What the task requires ::
Please copy out the records below, swapping every "pin" for "marker" and keeping everything else the same.

Supplied data ::
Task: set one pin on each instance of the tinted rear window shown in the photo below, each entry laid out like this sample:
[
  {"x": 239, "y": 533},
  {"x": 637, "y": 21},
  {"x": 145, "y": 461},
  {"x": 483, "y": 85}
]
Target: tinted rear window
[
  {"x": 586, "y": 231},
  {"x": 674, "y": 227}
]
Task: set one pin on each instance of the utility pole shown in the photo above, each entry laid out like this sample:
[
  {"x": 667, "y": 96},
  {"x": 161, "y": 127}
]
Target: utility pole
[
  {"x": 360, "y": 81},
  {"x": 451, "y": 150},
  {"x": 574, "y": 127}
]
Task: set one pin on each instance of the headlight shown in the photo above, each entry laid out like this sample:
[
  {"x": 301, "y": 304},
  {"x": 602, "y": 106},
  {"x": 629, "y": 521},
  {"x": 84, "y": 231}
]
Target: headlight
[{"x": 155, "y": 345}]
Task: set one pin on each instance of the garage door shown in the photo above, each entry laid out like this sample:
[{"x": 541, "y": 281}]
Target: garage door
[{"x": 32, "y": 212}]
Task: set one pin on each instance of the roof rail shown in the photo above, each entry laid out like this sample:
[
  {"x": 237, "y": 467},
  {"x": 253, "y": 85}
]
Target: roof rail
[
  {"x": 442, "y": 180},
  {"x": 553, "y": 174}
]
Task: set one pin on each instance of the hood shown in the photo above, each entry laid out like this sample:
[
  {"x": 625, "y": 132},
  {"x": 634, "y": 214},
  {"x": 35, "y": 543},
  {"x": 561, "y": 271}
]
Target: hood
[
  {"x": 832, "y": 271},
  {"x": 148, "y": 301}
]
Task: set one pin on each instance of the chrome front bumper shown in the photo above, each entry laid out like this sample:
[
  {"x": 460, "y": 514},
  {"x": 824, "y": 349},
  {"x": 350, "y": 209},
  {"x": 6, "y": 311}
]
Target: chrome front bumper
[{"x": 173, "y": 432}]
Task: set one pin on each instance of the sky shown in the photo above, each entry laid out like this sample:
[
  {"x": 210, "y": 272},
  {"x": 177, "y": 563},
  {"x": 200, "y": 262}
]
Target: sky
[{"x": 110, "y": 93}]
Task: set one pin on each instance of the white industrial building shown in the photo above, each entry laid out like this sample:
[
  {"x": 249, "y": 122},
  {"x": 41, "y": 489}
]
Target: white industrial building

Result ::
Task: set one marker on each instance of the tinted rear window shown in the photo below, each entry laid out like this sample:
[
  {"x": 239, "y": 533},
  {"x": 637, "y": 21},
  {"x": 145, "y": 461},
  {"x": 483, "y": 85}
]
Target: tinted rear window
[
  {"x": 586, "y": 231},
  {"x": 674, "y": 227}
]
Task: set one marker on each instance of the utility pole shown in the photo above, each entry laid out like this sample:
[
  {"x": 667, "y": 96},
  {"x": 161, "y": 127}
]
Target: utility pole
[
  {"x": 360, "y": 81},
  {"x": 451, "y": 150},
  {"x": 574, "y": 127}
]
Task: set one marker on each instance of the headlight shown in the photo above, each entry laid out like this sample:
[
  {"x": 301, "y": 304},
  {"x": 602, "y": 106},
  {"x": 629, "y": 521},
  {"x": 84, "y": 231}
]
Target: headlight
[{"x": 155, "y": 345}]
Task: set one marker on each instance of the garage door shown in the photo above, each entry laid out like this sample:
[{"x": 541, "y": 281}]
Target: garage door
[{"x": 32, "y": 212}]
Task: set one marker on each instance of the roof rail shown in the photo above, each entry laid out like this sample:
[
  {"x": 237, "y": 467},
  {"x": 253, "y": 85}
]
Target: roof rail
[
  {"x": 442, "y": 180},
  {"x": 553, "y": 174}
]
Task: set one marker on each instance of the hood shown in the photo above, each entry laid out like this sample:
[
  {"x": 625, "y": 132},
  {"x": 634, "y": 214},
  {"x": 35, "y": 543},
  {"x": 561, "y": 271}
]
Target: hood
[
  {"x": 832, "y": 271},
  {"x": 148, "y": 301}
]
Task: set one marker on each instance of the chrome front bumper shown in the photo above, each entry laid out like this sample:
[
  {"x": 460, "y": 514},
  {"x": 824, "y": 349},
  {"x": 350, "y": 209},
  {"x": 6, "y": 311}
]
Target: chrome front bumper
[{"x": 173, "y": 432}]
Task: set one marker on each instance of the sky shown in the photo above, each entry laid out like this sample:
[
  {"x": 210, "y": 272},
  {"x": 177, "y": 563},
  {"x": 200, "y": 262}
]
Target: sky
[{"x": 110, "y": 93}]
Task: set one marker on each instance of the white industrial building shown in the photo above, each entry laid out like this sample:
[
  {"x": 249, "y": 122},
  {"x": 41, "y": 489}
]
Target: white industrial building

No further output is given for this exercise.